(Records from a dataset)
- - -
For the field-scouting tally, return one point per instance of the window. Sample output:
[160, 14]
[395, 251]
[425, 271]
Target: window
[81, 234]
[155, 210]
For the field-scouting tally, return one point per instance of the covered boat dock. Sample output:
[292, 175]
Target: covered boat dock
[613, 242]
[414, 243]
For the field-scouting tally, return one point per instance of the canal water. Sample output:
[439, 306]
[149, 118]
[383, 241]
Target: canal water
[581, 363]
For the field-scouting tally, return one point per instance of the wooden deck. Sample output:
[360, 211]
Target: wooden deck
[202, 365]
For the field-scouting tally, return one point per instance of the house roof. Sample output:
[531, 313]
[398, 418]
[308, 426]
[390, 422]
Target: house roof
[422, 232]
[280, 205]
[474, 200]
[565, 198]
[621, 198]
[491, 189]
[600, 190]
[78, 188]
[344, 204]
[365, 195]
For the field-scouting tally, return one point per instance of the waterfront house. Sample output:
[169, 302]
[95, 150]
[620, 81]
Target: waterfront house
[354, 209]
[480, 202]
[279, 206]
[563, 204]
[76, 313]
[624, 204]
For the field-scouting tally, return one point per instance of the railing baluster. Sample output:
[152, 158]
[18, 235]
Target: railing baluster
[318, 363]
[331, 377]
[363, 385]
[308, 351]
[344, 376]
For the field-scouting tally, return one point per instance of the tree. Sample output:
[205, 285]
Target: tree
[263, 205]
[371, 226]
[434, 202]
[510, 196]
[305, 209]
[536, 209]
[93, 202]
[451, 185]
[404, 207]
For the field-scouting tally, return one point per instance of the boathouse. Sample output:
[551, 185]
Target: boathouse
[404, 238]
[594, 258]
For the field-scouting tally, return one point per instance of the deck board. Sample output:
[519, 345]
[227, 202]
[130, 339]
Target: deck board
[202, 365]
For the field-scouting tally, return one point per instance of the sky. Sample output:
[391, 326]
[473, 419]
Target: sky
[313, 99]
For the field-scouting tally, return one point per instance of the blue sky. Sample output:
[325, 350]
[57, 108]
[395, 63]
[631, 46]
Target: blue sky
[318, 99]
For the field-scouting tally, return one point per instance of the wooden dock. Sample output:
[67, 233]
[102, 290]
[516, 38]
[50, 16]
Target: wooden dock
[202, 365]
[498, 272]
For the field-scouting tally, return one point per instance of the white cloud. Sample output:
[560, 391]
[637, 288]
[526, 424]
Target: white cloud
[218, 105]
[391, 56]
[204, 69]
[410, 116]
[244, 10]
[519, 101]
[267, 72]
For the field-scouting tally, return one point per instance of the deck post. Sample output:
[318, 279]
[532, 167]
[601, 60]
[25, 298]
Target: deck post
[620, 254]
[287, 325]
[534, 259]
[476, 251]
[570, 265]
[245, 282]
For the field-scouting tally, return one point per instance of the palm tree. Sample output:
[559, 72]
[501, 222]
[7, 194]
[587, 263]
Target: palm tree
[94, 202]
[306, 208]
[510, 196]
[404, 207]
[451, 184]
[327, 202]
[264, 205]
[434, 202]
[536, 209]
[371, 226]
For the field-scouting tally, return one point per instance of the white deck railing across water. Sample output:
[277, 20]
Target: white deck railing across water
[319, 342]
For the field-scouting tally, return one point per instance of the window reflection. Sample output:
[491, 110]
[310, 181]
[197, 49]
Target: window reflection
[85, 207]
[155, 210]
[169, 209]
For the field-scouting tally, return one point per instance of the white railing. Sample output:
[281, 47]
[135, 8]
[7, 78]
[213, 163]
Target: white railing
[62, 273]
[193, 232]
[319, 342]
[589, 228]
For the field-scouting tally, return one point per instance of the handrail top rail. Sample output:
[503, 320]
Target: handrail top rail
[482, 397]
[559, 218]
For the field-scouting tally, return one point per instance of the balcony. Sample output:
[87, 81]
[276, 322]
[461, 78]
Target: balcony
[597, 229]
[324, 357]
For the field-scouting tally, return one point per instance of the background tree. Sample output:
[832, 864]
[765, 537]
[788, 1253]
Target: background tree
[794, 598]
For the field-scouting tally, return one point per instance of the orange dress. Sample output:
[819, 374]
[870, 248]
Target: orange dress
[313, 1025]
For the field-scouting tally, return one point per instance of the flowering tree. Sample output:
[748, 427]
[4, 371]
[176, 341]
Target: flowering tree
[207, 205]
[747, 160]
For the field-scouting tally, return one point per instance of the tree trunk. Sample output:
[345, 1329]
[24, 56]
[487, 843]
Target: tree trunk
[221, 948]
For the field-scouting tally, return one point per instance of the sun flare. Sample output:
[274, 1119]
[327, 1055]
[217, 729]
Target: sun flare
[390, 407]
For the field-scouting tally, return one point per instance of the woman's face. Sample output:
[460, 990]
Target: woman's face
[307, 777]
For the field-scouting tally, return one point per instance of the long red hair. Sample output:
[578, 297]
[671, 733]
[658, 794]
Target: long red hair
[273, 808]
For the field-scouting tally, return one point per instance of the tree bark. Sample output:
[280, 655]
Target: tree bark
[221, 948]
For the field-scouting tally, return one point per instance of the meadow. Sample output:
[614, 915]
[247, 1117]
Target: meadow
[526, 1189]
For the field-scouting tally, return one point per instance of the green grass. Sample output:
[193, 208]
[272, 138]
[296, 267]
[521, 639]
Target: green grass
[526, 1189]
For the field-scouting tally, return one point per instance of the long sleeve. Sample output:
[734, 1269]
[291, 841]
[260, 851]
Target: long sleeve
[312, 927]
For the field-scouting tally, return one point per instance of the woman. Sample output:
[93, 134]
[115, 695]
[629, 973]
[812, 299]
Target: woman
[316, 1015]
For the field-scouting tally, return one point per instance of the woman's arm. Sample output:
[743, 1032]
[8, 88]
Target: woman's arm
- - -
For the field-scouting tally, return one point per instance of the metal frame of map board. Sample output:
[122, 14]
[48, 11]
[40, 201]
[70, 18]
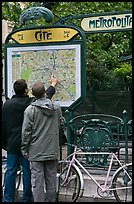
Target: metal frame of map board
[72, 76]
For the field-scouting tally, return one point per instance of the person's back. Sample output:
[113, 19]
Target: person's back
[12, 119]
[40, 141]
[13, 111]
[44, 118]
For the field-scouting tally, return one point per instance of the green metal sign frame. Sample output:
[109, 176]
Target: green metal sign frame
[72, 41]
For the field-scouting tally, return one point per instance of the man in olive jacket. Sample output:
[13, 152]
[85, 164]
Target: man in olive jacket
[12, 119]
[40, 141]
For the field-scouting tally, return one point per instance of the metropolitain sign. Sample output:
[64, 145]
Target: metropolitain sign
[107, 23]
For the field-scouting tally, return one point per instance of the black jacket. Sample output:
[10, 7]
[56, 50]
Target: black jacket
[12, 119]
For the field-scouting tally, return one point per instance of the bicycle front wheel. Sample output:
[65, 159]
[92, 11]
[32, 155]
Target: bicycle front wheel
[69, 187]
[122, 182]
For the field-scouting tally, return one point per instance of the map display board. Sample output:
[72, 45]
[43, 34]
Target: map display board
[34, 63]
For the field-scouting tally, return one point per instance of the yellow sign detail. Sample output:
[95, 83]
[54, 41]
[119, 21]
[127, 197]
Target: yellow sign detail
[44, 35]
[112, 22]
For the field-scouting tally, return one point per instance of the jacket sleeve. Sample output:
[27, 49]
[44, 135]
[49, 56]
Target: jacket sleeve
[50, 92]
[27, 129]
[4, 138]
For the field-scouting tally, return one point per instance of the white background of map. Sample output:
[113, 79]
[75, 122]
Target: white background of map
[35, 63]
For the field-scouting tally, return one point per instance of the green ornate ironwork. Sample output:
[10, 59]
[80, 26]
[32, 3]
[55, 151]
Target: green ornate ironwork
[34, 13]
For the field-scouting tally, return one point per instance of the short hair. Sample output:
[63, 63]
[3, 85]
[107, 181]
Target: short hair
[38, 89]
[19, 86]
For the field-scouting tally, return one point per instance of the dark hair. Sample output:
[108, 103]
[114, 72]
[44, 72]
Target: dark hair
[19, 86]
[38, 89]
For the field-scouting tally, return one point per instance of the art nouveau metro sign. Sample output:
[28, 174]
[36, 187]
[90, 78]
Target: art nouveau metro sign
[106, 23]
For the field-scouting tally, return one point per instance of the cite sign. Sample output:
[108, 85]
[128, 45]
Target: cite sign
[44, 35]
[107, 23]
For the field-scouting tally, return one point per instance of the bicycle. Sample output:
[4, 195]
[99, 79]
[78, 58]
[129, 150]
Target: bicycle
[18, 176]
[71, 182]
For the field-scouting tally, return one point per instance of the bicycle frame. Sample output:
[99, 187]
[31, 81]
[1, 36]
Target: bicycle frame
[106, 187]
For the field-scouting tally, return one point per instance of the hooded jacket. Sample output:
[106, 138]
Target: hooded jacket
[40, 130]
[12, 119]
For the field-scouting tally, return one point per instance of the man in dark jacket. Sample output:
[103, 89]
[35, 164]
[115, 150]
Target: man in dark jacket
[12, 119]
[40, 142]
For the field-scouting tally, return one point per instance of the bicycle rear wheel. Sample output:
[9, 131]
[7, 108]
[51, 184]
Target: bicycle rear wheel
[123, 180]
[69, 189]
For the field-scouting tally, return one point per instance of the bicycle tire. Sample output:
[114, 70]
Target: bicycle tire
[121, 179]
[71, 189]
- - -
**What is being asked**
Word for word, restate the lines of the data above that fall between the line holding "the green ornate" and the line holding "the bicycle tire.", inclusive, and no other lines.

**Task response**
For the field-scouting tally, return one point per instance of the green ornate ironwork. Sample output:
[10, 59]
[80, 26]
[32, 3]
[55, 151]
Target: green ornate ironwork
[34, 13]
For the field-scouting tally, return one point per instance of the short hair. Sample output:
[63, 63]
[3, 85]
[107, 181]
Target: short hair
[38, 89]
[19, 86]
For the field-scouting tally, return one point per instance of the dark hair. Sample output:
[108, 103]
[114, 72]
[44, 72]
Target: dark hair
[19, 86]
[38, 89]
For the field-scouting tally, return one point per instance of the art nouveau metro sign. Sample output:
[28, 174]
[36, 187]
[90, 78]
Target: art nouveau metro sign
[106, 23]
For the field-scouting tally, return one point per instance of the cite sign. Sample output:
[108, 85]
[128, 45]
Target: cite sign
[44, 35]
[107, 23]
For the field-scouting tally, return one point per instance of the bicycle. Sample output:
[4, 195]
[99, 79]
[78, 58]
[129, 150]
Target: bicycle
[18, 176]
[71, 182]
For the field-scouting tally, return one point per instance of the bicycle frame. Sample output:
[99, 187]
[31, 81]
[1, 36]
Target: bicycle frame
[106, 187]
For the field-scouting tally, return one point per instance of the hooded jacket. Sample output:
[106, 138]
Target: hooded jacket
[40, 130]
[12, 119]
For the field-scouting tally, return one point per instance of the man in dark jacket. Sample output:
[103, 89]
[35, 164]
[115, 150]
Target: man in dark jacket
[12, 119]
[40, 142]
For the field-scouting tally, return one point per instance of the bicycle rear wheel. Sample output:
[9, 131]
[7, 108]
[51, 184]
Target: bicycle rear wheel
[123, 180]
[69, 189]
For the field-scouting tally, return one point per instance of the bicycle tire. Sample output:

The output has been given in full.